══ Source records
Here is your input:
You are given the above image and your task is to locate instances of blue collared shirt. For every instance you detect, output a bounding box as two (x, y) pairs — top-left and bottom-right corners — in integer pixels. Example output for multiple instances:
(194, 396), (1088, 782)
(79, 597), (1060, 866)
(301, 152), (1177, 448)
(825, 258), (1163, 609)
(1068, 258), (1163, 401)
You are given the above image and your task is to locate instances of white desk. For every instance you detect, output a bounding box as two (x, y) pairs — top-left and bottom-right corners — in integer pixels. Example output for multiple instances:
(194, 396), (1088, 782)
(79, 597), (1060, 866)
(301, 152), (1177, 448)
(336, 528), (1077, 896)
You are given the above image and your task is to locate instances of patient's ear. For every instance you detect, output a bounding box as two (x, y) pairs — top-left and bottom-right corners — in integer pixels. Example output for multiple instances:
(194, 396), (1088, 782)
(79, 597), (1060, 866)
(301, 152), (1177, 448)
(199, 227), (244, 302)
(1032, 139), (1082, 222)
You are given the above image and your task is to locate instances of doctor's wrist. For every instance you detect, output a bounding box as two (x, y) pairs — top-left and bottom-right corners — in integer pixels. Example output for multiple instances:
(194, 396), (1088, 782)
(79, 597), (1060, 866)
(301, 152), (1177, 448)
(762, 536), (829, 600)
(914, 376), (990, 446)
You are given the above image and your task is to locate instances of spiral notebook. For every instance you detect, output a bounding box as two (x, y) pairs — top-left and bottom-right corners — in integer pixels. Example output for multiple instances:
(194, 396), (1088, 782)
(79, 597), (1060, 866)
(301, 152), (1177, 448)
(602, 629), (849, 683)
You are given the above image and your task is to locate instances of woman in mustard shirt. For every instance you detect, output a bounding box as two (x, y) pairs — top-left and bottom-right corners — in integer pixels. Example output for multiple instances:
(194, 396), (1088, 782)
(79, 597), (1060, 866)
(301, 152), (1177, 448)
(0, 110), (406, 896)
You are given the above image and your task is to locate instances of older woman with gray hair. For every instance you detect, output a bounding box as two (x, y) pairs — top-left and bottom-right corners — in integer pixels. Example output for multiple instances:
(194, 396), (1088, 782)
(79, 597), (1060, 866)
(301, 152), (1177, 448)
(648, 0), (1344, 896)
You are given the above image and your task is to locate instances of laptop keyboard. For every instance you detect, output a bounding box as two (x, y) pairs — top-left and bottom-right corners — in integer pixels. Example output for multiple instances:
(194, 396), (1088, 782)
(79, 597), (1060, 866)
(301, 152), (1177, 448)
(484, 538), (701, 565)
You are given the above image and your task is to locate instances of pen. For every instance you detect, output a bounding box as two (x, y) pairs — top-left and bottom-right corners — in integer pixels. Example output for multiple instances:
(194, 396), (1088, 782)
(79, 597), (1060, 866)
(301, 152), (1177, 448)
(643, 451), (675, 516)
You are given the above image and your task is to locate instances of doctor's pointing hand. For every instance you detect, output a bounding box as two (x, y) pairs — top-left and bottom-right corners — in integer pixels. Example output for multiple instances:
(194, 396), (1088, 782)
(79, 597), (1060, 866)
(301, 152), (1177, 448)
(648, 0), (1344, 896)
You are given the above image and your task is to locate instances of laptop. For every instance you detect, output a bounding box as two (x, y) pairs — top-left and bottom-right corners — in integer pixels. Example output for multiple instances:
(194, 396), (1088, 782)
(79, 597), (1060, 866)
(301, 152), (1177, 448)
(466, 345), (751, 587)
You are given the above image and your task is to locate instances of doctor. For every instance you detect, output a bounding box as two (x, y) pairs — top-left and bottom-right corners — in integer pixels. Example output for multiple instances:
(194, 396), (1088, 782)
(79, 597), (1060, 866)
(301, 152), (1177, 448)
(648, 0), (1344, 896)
════
__Exercise goal__: Rescale the stretch from the start of the material through the line containing "(1032, 139), (1082, 222)" by rewriting every line in it, with each box coordinate in the answers multiplied by 0.35 and rounded to a whole number, halves rounding up. Keep all other text the same, including the sample coordinates.

__Result of the exercise__:
Here is your input:
You are given the above image and your task is to locate instances of blue collared shirt. For every instance you detect, output a bounding box as two (x, y) pairs — top-left and bottom-right corners — in integer pixels. Example output for multiple instances:
(194, 396), (1088, 782)
(79, 597), (1060, 866)
(301, 152), (1177, 448)
(289, 90), (407, 213)
(374, 90), (407, 140)
You are given the above image and your task is to locate instances of white desk. For every instance you detect, output a bounding box as two (x, y) pairs — top-left and bottom-right corners — in integer pixels. Example output for multiple instances:
(194, 396), (1088, 782)
(79, 597), (1060, 866)
(301, 152), (1177, 448)
(118, 185), (377, 314)
You are given the above image and your task is to locate instances of patient's ear. For every instance you detect, output a bounding box as two (x, y) pairs — top-left and bottom-right corners — in integer pixels. Example output for multiple instances:
(194, 396), (1088, 782)
(79, 597), (1060, 866)
(301, 152), (1177, 448)
(70, 79), (85, 106)
(361, 49), (379, 78)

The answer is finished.